Saved entries:
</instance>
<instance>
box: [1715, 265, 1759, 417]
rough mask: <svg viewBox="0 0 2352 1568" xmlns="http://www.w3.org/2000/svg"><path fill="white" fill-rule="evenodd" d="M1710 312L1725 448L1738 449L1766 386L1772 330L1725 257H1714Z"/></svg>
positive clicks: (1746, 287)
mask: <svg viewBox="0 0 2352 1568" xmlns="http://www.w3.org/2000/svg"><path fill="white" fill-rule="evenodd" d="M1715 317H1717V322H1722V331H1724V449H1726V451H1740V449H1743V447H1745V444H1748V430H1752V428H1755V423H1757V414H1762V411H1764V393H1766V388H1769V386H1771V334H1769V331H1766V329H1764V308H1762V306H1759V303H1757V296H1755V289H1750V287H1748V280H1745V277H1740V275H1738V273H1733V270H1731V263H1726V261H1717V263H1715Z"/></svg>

*PROBLEM REQUIREMENTS*
Reproduce the data above verbatim.

*TASK ANSWER*
</instance>
<instance>
box: [1715, 265, 1759, 417]
rough mask: <svg viewBox="0 0 2352 1568" xmlns="http://www.w3.org/2000/svg"><path fill="white" fill-rule="evenodd" d="M1710 312L1725 448L1738 449L1766 386L1772 330L1725 257H1714Z"/></svg>
positive clicks: (1746, 287)
mask: <svg viewBox="0 0 2352 1568" xmlns="http://www.w3.org/2000/svg"><path fill="white" fill-rule="evenodd" d="M1715 317H1717V322H1722V331H1724V449H1726V451H1740V449H1743V447H1745V444H1748V430H1752V428H1755V423H1757V414H1762V411H1764V393H1766V388H1769V386H1771V334H1769V331H1766V329H1764V308H1762V306H1759V303H1757V296H1755V289H1750V287H1748V280H1745V277H1740V275H1738V273H1733V270H1731V263H1726V261H1717V263H1715Z"/></svg>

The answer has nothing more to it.